_Task brief_
Turn the listing below into a numbered list, leaving out any blank lines.

____ Supplied records

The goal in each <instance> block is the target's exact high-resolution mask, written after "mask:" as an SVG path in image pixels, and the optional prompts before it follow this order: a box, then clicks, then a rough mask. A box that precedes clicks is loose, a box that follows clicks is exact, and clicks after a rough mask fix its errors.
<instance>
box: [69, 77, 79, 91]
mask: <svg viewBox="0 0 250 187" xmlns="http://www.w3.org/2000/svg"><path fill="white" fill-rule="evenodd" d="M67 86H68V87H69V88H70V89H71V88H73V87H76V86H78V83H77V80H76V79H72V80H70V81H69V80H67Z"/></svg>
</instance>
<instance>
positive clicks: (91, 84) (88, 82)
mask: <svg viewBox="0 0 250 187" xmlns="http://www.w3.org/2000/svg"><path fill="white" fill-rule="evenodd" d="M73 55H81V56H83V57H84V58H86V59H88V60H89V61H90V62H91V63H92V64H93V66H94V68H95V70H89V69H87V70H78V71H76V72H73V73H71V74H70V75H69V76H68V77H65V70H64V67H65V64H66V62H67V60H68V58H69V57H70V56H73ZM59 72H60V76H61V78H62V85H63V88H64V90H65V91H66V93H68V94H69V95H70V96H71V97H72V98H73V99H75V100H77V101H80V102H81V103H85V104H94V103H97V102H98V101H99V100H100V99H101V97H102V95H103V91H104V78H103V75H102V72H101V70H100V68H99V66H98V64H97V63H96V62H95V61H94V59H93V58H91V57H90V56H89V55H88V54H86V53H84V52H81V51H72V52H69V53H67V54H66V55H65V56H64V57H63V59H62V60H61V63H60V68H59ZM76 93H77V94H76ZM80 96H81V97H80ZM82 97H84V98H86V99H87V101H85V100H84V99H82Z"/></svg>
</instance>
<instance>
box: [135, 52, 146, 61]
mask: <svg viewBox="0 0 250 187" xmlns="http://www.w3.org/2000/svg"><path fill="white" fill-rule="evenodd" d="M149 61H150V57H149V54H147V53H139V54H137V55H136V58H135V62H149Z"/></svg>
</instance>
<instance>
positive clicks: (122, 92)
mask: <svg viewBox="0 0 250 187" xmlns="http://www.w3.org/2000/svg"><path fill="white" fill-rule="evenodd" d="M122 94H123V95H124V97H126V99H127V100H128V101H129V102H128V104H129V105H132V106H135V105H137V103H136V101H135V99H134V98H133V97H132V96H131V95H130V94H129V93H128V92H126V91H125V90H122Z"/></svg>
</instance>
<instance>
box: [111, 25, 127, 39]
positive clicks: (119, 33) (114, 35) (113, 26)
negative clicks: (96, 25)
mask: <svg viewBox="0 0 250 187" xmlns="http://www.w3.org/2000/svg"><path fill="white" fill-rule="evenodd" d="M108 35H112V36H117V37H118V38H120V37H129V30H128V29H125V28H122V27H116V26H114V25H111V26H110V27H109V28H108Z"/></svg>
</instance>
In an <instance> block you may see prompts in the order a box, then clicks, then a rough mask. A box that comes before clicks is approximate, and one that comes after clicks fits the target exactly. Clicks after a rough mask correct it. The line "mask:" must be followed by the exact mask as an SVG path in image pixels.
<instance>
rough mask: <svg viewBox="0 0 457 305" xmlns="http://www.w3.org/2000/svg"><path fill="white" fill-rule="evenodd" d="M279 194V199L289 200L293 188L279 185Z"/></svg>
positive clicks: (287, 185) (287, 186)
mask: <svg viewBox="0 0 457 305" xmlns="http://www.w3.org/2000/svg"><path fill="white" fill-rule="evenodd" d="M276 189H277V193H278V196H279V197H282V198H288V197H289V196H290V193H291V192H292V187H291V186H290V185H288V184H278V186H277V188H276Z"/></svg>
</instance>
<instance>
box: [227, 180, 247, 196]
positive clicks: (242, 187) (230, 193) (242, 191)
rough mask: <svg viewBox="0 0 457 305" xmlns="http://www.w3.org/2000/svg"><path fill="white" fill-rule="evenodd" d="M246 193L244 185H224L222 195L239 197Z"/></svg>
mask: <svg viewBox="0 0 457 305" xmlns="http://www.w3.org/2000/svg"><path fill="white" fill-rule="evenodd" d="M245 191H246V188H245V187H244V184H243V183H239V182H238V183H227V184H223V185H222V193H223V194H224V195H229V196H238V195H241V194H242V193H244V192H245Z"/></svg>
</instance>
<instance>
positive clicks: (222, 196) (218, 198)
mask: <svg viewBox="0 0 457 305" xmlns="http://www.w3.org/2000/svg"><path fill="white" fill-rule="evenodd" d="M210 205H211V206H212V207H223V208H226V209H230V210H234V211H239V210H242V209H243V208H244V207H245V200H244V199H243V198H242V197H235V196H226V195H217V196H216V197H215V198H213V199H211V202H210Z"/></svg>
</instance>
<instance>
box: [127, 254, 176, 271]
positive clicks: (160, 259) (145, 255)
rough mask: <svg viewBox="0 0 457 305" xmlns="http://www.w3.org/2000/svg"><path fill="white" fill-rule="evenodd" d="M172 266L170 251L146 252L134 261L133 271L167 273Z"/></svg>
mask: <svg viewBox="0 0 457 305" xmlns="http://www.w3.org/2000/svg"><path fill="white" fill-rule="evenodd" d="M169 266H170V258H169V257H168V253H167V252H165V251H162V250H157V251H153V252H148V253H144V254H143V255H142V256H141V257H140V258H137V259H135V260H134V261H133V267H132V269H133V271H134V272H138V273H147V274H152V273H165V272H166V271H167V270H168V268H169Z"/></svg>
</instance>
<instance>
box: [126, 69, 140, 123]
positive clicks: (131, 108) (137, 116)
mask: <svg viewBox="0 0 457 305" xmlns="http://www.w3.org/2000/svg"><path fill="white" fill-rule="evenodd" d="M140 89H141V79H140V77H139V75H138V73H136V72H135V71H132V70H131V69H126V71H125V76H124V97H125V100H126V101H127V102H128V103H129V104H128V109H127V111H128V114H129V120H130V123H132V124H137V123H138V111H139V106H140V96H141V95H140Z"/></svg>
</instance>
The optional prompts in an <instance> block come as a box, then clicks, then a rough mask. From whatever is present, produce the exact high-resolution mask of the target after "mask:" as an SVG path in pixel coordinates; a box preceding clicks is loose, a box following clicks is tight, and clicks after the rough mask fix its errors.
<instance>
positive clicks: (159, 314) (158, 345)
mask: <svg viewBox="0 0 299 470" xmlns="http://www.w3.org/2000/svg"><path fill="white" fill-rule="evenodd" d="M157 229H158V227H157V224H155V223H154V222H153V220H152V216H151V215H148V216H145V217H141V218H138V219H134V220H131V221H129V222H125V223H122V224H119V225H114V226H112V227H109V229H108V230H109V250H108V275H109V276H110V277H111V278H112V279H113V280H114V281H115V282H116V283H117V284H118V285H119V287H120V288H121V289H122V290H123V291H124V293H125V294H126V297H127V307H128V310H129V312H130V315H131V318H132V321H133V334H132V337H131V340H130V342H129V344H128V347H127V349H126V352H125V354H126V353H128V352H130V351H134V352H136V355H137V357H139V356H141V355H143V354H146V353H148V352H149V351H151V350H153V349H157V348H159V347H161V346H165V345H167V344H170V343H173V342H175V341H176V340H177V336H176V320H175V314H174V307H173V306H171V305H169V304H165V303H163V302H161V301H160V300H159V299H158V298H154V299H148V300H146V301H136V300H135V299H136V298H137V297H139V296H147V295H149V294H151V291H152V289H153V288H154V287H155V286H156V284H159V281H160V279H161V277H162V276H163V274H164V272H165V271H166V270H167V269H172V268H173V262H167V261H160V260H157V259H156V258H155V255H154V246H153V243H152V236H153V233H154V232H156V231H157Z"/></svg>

________

_Exercise result_
1. The goal in each <instance> block is the target's exact high-resolution mask, written after "mask:" as an SVG path in image pixels, and the optional prompts before it follow this order: a box, then clicks, then a rough mask. A box that precedes clicks is loose, a box that follows clicks is exact, and clicks after a rough mask fix its errors.
2. <instance>
3. box: [69, 77, 79, 91]
4. mask: <svg viewBox="0 0 250 187" xmlns="http://www.w3.org/2000/svg"><path fill="white" fill-rule="evenodd" d="M67 86H68V87H69V88H70V89H71V88H73V87H76V86H78V83H77V80H76V79H72V80H70V81H69V80H67Z"/></svg>
5. </instance>
6. <instance>
7. positive clicks: (91, 84) (88, 82)
8. mask: <svg viewBox="0 0 250 187" xmlns="http://www.w3.org/2000/svg"><path fill="white" fill-rule="evenodd" d="M73 55H81V56H83V57H84V58H86V59H88V60H89V61H90V62H91V63H92V64H93V66H94V68H95V70H89V69H87V70H78V71H76V72H73V73H71V74H70V75H69V76H68V77H65V70H64V67H65V64H66V62H67V60H68V58H69V57H70V56H73ZM59 72H60V76H61V78H62V85H63V88H64V90H65V91H66V93H68V94H69V95H70V96H71V97H72V98H73V99H75V100H77V101H80V102H81V103H85V104H94V103H97V102H98V101H99V100H100V99H101V97H102V95H103V91H104V78H103V75H102V72H101V70H100V68H99V66H98V64H97V63H96V62H95V61H94V59H93V58H91V57H90V56H89V55H88V54H86V53H84V52H81V51H72V52H69V53H67V54H66V55H65V56H64V57H63V59H62V60H61V63H60V68H59ZM76 93H77V94H76ZM80 96H81V97H80ZM82 97H84V98H86V99H87V101H85V100H84V99H82Z"/></svg>
9. </instance>
10. <instance>
11. box: [135, 52, 146, 61]
12. mask: <svg viewBox="0 0 250 187" xmlns="http://www.w3.org/2000/svg"><path fill="white" fill-rule="evenodd" d="M149 61H150V57H149V54H147V53H139V54H137V55H136V58H135V62H149Z"/></svg>
13. </instance>
14. <instance>
15. positive clicks: (122, 92)
16. mask: <svg viewBox="0 0 250 187" xmlns="http://www.w3.org/2000/svg"><path fill="white" fill-rule="evenodd" d="M122 94H123V95H124V97H126V99H127V100H128V101H129V102H128V104H129V105H132V106H135V105H137V103H136V101H135V99H134V98H133V97H132V96H131V95H130V94H129V93H128V92H126V91H125V90H122Z"/></svg>
17. </instance>
18. <instance>
19. box: [111, 25, 127, 39]
20. positive clicks: (119, 33) (114, 35) (113, 26)
21. negative clicks: (96, 25)
22. mask: <svg viewBox="0 0 250 187" xmlns="http://www.w3.org/2000/svg"><path fill="white" fill-rule="evenodd" d="M108 35H112V36H117V37H118V38H120V37H129V30H128V29H125V28H122V27H116V26H114V25H111V26H110V27H109V28H108Z"/></svg>
23. </instance>
24. In an <instance> block you may see prompts in the order a box, then clicks, then a rough mask. A box that comes before clicks is approximate, and one that comes after clicks fits the target exactly. Clicks after a rough mask correct it. The line "mask:" must be followed by the exact mask as an SVG path in image pixels.
25. <instance>
26. rough mask: <svg viewBox="0 0 457 305" xmlns="http://www.w3.org/2000/svg"><path fill="white" fill-rule="evenodd" d="M279 194V199L289 200L293 188L279 185Z"/></svg>
27. positive clicks: (287, 185) (287, 186)
28. mask: <svg viewBox="0 0 457 305" xmlns="http://www.w3.org/2000/svg"><path fill="white" fill-rule="evenodd" d="M276 189H277V193H278V196H279V197H282V198H288V197H289V196H290V193H291V192H292V187H291V186H290V185H288V184H278V186H277V188H276Z"/></svg>
29. </instance>
30. <instance>
31. box: [227, 180, 247, 196]
32. positive clicks: (242, 187) (230, 193) (242, 191)
33. rough mask: <svg viewBox="0 0 457 305" xmlns="http://www.w3.org/2000/svg"><path fill="white" fill-rule="evenodd" d="M246 193L244 185H224L222 195L239 197Z"/></svg>
34. mask: <svg viewBox="0 0 457 305" xmlns="http://www.w3.org/2000/svg"><path fill="white" fill-rule="evenodd" d="M245 191H246V188H245V187H244V184H243V183H239V182H238V183H227V184H223V185H222V193H223V194H224V195H229V196H238V195H241V194H242V193H244V192H245Z"/></svg>
35. </instance>
36. <instance>
37. positive clicks: (222, 196) (218, 198)
38. mask: <svg viewBox="0 0 457 305" xmlns="http://www.w3.org/2000/svg"><path fill="white" fill-rule="evenodd" d="M210 205H211V206H212V207H223V208H226V209H230V210H234V211H239V210H242V209H243V208H244V207H245V200H244V199H243V198H242V197H235V196H226V195H217V196H216V197H215V198H213V199H211V202H210Z"/></svg>
39. </instance>
40. <instance>
41. box: [127, 254, 176, 271]
42. positive clicks: (160, 259) (145, 255)
43. rough mask: <svg viewBox="0 0 457 305" xmlns="http://www.w3.org/2000/svg"><path fill="white" fill-rule="evenodd" d="M172 266L170 251L146 252L134 261L133 271L167 273Z"/></svg>
44. mask: <svg viewBox="0 0 457 305" xmlns="http://www.w3.org/2000/svg"><path fill="white" fill-rule="evenodd" d="M169 266H170V258H169V257H168V253H167V252H165V251H162V250H157V251H153V252H148V253H144V254H143V255H142V256H141V257H140V258H137V259H135V260H134V261H133V267H132V269H133V271H134V272H138V273H147V274H152V273H165V272H166V271H167V270H168V268H169Z"/></svg>
45. </instance>
46. <instance>
47. box: [126, 69, 140, 123]
48. positive clicks: (131, 108) (137, 116)
49. mask: <svg viewBox="0 0 457 305" xmlns="http://www.w3.org/2000/svg"><path fill="white" fill-rule="evenodd" d="M140 89H141V79H140V77H139V75H138V73H136V72H135V71H132V70H131V69H126V71H125V76H124V97H125V100H126V101H127V102H128V103H129V104H128V109H127V111H128V114H129V120H130V123H132V124H137V123H138V111H139V106H140V96H141V95H140Z"/></svg>
50. </instance>
51. The optional prompts in an <instance> block come as a box, then clicks, then a rough mask. From whatever is present, produce the exact high-resolution mask of the target after "mask:" as an SVG path in pixel coordinates; a box preceding clicks is loose, a box following clicks is tight, and clicks after the rough mask fix its errors.
52. <instance>
53. positive clicks: (159, 314) (158, 345)
54. mask: <svg viewBox="0 0 299 470" xmlns="http://www.w3.org/2000/svg"><path fill="white" fill-rule="evenodd" d="M157 229H158V227H157V224H155V223H154V222H153V220H152V216H151V215H148V216H145V217H141V218H138V219H134V220H131V221H129V222H125V223H122V224H119V225H114V226H112V227H109V229H108V230H109V250H108V275H109V276H110V277H111V278H112V279H113V280H114V281H115V282H116V283H117V284H118V285H119V287H120V288H121V289H122V290H123V291H124V293H125V294H126V297H127V307H128V310H129V312H130V315H131V318H132V321H133V334H132V337H131V340H130V342H129V344H128V347H127V349H126V352H125V354H126V353H128V352H130V351H134V352H136V355H137V357H139V356H141V355H143V354H146V353H148V352H149V351H151V350H153V349H157V348H159V347H161V346H165V345H167V344H170V343H173V342H175V341H176V340H177V336H176V320H175V314H174V307H173V306H171V305H169V304H165V303H163V302H161V301H160V300H159V299H158V298H154V299H148V300H146V301H136V300H135V299H136V298H137V297H139V296H147V295H149V294H151V291H152V289H153V288H154V287H155V286H156V284H159V281H160V279H161V277H162V276H163V274H164V272H165V271H166V270H167V269H172V268H173V262H167V261H160V260H157V259H156V258H155V255H154V246H153V243H152V236H153V233H154V232H156V231H157Z"/></svg>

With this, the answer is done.